**TEXT PASSAGE**:

□ □ □ □ □

What’s Working? Post-Pandemic Presents New Realities & Opportunities for the Workplace

Robin Weckesser of a3 Workplace Strategies shares some tips for a customized and strategic approach for the post-pandemic workplace.

MongoDB’s 16K SF office, completed during the pandemic, is an adaptive reuse project that features staff workplace meeting areas, breakout/cafe spaces, digital experience, and technology infrastructure. Image by a3.

Perhaps “normal” is an evolutionary process. As we enter year three and head toward the post-pandemic, several takeaways relative to the workplace are becoming clear. Trends and best practices are emerging and shaping what the future of the workplace looks like.

Workers are starting to think differently about work and the workplace. They are expecting different work environments and models than they did in March 2020. With the benefit of new industry intelligence, corporate real estate executives (CRE’s) have new possibilities to fix what no longer works, align the physical workplace with expectations, and enhance employee engagement and productivity.

The next workplace will be an integration of workers, brand, culture, and technology. The result will be a new, dynamic, experiential space that will become a destination for staff and a motivation for them to return.

One certainty is that COVID-19 has forever changed the workplace. Beyond the mandated safety and health protocols needed now, CRE’s should also recognize they need to think long term. With the stakes increasingly high, they need a strategic plan to prepare for the next crisis.

□ □ □ □ □

**INFORMATION PROVIDED**:
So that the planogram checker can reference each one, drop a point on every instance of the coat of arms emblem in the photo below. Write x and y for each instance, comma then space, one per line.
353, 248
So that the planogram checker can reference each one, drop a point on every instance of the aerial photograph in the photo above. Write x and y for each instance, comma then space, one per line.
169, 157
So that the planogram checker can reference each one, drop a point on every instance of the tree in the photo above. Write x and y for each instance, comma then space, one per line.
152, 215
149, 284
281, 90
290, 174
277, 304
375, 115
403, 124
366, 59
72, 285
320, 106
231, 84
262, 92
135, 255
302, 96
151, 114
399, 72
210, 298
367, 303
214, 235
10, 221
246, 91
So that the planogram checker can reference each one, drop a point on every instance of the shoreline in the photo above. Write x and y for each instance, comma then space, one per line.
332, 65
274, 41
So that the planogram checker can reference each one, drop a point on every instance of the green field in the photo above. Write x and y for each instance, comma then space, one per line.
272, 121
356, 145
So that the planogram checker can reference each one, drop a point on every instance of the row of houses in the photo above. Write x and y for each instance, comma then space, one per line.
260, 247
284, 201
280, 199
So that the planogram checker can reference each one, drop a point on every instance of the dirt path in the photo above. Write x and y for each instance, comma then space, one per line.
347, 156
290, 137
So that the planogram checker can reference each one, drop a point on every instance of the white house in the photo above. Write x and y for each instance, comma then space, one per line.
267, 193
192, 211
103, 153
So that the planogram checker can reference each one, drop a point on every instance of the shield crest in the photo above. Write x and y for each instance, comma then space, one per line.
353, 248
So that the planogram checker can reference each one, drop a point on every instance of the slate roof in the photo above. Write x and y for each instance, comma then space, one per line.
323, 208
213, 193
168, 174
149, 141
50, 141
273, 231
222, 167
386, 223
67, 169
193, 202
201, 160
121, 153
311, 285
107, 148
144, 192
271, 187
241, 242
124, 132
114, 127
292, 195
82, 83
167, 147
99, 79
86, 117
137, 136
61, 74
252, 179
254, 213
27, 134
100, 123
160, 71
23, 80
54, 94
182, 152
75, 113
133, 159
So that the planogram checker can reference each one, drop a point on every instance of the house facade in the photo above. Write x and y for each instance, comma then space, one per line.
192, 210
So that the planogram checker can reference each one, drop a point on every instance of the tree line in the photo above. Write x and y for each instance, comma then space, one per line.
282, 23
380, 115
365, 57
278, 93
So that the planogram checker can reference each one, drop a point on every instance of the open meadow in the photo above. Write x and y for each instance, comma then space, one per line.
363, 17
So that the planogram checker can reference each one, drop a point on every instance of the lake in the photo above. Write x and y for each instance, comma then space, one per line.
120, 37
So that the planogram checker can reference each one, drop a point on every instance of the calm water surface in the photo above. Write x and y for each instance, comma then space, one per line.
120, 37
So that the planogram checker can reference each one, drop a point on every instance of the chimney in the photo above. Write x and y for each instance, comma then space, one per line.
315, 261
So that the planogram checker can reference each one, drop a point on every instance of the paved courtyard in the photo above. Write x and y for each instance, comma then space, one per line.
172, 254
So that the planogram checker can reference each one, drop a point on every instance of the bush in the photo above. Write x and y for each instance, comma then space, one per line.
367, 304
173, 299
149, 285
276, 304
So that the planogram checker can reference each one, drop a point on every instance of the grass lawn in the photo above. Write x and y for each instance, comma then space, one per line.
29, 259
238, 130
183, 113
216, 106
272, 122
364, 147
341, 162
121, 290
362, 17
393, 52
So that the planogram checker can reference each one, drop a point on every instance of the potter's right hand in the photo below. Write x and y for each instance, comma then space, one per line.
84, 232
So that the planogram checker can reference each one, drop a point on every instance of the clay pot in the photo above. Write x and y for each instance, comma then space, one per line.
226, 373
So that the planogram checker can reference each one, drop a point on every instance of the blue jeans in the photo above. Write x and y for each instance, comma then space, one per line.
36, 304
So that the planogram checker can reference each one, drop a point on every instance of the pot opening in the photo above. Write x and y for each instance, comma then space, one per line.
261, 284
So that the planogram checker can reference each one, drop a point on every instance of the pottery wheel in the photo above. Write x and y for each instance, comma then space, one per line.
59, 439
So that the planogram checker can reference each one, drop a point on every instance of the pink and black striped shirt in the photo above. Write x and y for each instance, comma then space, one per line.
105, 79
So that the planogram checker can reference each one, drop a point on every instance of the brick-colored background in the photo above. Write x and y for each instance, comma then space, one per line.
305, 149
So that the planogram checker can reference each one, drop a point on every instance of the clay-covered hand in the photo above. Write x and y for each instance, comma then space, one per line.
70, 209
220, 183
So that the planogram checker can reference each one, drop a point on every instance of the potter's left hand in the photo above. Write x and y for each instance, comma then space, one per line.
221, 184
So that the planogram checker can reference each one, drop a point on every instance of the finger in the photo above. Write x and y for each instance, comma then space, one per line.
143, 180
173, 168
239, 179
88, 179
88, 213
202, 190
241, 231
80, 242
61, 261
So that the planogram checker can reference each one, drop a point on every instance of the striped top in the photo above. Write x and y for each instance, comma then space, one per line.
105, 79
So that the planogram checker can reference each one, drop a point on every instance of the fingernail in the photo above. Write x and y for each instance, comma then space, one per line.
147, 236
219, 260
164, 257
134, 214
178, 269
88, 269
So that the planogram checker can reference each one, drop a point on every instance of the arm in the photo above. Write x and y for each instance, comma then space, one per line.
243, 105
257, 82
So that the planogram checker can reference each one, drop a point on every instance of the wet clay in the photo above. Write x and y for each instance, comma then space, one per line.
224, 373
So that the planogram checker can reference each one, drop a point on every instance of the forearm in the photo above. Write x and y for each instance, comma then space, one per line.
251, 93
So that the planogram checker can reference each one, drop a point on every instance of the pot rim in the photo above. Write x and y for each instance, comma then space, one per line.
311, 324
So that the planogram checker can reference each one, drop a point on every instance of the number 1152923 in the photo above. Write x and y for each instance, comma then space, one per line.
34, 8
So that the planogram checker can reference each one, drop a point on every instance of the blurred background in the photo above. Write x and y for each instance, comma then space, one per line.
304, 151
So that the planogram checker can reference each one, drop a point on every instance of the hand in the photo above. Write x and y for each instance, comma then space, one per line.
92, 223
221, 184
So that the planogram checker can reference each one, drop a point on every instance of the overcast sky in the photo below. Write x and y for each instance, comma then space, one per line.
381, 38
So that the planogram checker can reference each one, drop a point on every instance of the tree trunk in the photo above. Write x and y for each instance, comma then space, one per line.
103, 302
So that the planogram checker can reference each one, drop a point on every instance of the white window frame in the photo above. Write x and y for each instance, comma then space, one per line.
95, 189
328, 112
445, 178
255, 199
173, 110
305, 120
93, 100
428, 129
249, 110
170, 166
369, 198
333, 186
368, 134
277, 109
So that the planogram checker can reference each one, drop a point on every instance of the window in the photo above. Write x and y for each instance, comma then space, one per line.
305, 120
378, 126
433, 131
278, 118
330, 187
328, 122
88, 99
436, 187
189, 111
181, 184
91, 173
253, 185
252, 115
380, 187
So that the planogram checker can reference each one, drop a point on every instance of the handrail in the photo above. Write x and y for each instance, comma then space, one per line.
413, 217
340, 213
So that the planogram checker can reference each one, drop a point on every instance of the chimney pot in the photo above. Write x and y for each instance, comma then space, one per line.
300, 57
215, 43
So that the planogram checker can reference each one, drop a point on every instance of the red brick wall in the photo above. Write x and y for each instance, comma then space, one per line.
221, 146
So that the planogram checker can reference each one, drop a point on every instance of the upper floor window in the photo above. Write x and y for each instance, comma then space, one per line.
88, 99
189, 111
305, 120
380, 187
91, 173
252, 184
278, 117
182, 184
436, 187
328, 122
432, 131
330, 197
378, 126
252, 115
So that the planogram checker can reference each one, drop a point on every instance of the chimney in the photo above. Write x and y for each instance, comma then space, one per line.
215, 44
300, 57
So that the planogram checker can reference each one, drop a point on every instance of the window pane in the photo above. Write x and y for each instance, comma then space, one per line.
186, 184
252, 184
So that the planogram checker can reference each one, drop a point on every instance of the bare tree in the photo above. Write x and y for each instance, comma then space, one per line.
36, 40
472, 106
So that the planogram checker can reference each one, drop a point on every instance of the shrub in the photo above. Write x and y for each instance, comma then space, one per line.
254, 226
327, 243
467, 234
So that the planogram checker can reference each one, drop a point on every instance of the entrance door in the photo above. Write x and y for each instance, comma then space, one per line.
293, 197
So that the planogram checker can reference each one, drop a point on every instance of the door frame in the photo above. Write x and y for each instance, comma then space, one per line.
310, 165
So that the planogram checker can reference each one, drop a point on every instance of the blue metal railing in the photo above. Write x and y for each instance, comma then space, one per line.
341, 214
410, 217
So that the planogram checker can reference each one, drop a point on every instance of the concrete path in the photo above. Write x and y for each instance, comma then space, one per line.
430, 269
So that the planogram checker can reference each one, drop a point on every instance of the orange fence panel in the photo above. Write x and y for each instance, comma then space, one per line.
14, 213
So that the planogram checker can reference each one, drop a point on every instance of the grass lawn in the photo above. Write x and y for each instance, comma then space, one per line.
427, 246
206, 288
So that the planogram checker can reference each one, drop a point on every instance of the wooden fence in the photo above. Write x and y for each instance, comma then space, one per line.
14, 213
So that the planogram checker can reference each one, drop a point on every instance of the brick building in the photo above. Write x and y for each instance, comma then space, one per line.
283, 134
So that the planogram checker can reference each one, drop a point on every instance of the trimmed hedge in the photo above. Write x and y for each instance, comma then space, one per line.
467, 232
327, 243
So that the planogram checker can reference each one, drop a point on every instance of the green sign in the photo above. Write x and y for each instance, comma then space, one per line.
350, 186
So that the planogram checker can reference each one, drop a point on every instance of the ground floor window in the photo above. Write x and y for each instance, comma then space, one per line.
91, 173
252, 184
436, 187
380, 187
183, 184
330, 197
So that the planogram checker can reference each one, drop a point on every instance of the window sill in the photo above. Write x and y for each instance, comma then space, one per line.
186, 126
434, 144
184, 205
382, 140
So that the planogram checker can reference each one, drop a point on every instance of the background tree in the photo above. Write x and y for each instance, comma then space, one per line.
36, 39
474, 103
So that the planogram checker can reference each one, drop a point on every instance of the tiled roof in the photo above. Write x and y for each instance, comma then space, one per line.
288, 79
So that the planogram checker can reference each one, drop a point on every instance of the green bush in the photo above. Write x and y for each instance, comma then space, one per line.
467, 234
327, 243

□ □ □ □ □

**TASK SET**:
1. In the workplace article, how large is MongoDB's office?
2. Reproduce the workplace article word for word from "What’s Working? Post-Pandemic" to "workplace looks like.".

**TASK-BY-TASK OUTPUTS**:
1. 16K SF

2.
What’s Working? Post-Pandemic Presents New Realities & Opportunities for the Workplace

Robin Weckesser of a3 Workplace Strategies shares some tips for a customized and strategic approach for the post-pandemic workplace.

MongoDB’s 16K SF office, completed during the pandemic, is an adaptive reuse project that features staff workplace meeting areas, breakout/cafe spaces, digital experience, and technology infrastructure. Image by a3.

Perhaps “normal” is an evolutionary process. As we enter year three and head toward the post-pandemic, several takeaways relative to the workplace are becoming clear. Trends and best practices are emerging and shaping what the future of the workplace looks like.